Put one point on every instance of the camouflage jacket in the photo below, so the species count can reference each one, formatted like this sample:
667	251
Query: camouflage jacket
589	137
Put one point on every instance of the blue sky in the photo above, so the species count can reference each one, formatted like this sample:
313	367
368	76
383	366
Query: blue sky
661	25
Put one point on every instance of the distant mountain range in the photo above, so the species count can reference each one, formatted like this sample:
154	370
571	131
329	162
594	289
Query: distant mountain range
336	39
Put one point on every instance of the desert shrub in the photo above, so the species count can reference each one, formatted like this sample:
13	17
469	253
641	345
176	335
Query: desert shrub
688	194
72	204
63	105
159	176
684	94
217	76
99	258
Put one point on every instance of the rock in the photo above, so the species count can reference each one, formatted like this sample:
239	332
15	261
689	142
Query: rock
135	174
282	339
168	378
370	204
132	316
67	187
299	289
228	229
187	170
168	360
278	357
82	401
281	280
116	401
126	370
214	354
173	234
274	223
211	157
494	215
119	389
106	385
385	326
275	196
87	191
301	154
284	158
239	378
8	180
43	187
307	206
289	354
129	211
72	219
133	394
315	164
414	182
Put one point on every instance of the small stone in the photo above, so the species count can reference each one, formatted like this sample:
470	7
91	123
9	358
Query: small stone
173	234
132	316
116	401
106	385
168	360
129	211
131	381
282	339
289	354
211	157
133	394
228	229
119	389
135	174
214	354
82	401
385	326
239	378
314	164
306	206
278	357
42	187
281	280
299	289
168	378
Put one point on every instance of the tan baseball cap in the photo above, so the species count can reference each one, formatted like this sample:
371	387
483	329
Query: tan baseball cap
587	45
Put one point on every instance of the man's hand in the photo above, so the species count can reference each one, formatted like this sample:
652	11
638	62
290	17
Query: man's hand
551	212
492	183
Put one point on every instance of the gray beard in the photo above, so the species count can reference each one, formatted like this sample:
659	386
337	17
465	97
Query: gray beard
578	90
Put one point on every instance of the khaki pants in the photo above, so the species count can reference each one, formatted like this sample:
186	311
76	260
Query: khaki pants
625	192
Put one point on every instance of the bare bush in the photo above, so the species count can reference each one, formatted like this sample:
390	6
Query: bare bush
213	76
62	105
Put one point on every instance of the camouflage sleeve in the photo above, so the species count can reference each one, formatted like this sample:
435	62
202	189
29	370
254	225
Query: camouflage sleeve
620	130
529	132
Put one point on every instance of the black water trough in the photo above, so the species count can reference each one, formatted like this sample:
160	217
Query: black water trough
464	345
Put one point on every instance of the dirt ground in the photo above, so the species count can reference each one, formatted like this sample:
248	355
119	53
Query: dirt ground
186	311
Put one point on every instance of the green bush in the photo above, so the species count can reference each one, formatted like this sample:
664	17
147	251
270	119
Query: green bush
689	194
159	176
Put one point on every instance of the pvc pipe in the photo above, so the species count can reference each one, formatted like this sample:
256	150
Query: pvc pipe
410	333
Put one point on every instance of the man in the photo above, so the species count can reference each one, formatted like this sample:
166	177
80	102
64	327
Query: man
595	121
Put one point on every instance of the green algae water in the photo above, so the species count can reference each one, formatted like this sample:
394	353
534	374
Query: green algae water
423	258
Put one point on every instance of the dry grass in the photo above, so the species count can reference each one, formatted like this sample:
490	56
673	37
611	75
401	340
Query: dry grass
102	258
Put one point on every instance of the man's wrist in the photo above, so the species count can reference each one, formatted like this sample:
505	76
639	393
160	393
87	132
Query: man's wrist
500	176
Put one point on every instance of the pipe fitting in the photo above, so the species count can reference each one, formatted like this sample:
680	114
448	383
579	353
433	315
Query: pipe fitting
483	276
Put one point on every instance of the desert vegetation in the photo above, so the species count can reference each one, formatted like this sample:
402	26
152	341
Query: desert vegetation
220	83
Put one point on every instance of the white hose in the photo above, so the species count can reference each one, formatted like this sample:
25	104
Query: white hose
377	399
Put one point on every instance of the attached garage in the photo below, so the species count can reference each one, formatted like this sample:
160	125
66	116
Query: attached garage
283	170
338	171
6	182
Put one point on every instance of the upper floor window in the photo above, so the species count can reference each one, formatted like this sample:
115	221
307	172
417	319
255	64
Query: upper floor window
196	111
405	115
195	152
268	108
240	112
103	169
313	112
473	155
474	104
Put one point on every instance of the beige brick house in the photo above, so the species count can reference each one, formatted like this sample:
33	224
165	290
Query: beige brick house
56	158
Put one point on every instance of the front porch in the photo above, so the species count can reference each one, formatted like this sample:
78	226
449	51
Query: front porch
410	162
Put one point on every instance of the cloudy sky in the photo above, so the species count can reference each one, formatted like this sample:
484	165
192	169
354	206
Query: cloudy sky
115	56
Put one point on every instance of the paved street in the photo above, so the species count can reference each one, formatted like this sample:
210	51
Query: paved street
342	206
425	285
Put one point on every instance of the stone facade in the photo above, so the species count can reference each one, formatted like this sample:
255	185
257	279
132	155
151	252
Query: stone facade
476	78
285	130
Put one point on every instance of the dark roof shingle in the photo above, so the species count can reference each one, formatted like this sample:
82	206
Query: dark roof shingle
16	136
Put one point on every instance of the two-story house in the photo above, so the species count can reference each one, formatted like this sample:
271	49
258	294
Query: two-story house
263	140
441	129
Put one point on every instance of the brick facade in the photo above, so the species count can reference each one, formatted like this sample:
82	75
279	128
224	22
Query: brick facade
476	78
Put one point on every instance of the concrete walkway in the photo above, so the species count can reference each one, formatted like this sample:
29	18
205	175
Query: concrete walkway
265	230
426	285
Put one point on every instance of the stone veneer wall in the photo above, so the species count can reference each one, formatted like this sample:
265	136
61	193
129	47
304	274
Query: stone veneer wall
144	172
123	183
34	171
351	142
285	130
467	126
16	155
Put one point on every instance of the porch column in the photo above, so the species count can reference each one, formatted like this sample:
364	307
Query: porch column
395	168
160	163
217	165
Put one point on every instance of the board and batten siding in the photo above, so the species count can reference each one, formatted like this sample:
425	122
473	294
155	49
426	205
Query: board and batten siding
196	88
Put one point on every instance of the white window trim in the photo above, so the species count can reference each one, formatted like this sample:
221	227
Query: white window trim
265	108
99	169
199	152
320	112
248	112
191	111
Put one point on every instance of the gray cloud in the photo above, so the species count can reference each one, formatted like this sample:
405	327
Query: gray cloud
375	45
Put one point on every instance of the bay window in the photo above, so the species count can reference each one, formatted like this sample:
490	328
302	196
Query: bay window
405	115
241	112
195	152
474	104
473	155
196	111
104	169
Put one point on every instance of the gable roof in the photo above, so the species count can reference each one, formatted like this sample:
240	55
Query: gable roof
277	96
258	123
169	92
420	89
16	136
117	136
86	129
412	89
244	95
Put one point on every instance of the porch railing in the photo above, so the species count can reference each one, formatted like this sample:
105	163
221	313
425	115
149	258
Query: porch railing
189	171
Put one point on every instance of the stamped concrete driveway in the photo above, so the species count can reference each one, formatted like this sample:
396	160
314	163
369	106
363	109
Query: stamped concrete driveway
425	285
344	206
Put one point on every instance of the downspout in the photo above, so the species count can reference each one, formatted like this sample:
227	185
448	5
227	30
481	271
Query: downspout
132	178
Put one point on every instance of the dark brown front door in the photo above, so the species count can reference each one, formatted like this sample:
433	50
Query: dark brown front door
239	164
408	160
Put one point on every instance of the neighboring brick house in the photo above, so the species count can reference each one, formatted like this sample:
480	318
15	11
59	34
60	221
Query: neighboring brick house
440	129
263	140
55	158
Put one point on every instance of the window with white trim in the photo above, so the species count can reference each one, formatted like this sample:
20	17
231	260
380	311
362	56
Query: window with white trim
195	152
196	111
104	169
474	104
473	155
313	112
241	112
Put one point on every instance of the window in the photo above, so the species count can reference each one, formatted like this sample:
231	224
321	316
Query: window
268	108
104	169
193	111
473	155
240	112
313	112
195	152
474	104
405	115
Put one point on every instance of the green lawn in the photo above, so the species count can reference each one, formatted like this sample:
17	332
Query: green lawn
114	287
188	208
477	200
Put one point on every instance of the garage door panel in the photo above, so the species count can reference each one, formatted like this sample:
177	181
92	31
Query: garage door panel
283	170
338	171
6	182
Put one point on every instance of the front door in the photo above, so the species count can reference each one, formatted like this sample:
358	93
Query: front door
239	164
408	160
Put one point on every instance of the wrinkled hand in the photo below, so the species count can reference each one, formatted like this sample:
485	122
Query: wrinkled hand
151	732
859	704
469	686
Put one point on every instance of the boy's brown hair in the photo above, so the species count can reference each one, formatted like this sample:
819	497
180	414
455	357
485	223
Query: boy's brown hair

**Aim of the exercise**
Give only the number of lines in the entries above that contain the string "below".

**Written reply**
3